Exercise prompt:
Among the entries below, find each line with "eyebrow" and show it.
—————
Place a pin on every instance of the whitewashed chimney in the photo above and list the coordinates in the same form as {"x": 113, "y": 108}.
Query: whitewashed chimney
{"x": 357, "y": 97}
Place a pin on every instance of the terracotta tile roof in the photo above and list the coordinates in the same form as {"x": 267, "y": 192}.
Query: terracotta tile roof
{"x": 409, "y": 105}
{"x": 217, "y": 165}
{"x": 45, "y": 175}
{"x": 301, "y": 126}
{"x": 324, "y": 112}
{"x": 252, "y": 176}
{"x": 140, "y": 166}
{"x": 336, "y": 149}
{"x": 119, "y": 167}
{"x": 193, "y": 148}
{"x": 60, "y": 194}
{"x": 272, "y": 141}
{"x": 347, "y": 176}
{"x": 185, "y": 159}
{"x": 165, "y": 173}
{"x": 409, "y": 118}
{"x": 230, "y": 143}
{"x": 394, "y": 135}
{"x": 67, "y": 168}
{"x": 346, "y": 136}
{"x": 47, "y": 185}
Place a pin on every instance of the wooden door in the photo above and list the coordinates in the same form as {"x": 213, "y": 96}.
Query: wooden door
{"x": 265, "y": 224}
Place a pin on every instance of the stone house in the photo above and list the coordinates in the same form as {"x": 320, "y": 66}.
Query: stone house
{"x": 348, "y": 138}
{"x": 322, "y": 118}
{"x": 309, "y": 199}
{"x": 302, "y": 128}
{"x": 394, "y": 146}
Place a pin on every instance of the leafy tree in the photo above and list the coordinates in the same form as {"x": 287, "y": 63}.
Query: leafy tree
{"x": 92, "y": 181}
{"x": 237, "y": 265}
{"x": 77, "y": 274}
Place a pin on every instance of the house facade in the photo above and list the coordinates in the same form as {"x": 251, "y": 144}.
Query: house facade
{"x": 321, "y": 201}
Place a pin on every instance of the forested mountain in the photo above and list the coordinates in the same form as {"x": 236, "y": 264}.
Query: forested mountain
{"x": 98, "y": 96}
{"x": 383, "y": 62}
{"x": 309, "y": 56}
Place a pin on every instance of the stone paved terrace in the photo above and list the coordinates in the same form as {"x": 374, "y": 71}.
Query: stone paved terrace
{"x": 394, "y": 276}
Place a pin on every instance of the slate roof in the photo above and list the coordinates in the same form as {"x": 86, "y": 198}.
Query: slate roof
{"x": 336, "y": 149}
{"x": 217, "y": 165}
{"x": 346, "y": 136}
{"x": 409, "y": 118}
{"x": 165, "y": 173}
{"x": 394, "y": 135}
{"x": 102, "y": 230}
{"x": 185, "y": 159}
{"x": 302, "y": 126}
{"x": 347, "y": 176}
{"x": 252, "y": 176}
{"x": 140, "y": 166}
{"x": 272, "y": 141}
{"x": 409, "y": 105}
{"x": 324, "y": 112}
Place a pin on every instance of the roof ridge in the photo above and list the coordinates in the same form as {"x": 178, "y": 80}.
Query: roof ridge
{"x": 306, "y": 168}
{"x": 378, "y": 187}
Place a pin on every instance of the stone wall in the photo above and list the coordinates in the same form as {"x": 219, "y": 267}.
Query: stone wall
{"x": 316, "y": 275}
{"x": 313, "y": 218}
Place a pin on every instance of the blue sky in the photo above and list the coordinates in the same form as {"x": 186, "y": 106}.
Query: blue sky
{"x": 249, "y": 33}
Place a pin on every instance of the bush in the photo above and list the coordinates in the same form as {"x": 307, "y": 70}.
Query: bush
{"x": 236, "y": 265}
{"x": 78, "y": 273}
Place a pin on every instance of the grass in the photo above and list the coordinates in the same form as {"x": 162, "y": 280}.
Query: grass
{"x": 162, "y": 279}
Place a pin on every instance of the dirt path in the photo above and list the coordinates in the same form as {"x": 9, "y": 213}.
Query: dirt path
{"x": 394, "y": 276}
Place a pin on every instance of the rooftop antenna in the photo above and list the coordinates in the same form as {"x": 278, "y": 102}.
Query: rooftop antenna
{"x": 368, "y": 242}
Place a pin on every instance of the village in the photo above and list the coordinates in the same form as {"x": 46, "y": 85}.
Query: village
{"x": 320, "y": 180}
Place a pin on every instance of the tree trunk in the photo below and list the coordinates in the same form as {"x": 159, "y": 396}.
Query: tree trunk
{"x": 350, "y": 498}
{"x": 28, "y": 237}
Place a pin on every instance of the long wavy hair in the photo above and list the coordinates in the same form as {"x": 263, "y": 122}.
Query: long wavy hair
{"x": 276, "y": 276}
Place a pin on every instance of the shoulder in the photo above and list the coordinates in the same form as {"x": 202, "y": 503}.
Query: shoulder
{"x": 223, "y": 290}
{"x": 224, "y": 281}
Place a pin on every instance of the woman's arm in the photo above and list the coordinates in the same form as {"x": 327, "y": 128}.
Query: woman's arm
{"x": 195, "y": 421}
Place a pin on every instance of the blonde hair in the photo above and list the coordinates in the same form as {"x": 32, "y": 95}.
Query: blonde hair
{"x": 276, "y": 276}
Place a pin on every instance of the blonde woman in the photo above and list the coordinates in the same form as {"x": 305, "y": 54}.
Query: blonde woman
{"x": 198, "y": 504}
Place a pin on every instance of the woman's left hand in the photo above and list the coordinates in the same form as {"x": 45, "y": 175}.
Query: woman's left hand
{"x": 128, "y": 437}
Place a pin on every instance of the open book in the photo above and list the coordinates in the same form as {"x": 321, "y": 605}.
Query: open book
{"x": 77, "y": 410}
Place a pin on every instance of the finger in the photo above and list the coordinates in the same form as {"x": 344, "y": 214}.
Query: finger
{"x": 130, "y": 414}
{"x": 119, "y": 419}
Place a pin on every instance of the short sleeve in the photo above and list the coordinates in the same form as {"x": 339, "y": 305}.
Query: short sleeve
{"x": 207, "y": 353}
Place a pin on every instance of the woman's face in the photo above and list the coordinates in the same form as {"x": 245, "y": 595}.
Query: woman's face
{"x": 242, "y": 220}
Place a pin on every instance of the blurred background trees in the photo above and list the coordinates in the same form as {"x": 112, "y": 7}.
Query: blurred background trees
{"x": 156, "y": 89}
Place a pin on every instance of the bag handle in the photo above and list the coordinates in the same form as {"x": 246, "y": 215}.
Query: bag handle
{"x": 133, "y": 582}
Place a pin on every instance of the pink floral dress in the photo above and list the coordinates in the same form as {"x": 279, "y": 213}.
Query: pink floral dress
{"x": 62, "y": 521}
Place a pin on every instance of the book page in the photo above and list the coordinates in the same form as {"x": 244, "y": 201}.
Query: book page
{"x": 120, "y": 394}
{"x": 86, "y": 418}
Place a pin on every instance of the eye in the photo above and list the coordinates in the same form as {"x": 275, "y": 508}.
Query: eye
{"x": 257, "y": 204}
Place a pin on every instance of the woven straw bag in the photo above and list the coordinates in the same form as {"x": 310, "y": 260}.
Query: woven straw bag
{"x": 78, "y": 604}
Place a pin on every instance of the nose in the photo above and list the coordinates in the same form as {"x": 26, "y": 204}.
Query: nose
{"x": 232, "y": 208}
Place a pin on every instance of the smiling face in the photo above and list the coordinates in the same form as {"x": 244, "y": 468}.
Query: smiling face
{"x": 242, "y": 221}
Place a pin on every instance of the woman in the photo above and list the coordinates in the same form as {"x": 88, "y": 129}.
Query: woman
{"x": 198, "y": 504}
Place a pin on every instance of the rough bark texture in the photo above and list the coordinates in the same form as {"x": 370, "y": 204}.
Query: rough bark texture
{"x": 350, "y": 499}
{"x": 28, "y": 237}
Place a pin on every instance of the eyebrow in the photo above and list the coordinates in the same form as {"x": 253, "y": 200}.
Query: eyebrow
—————
Solution below:
Place a pin on every instance of the eyebrow in the photo above and list the coordinates in the same form as {"x": 253, "y": 200}.
Query: eyebrow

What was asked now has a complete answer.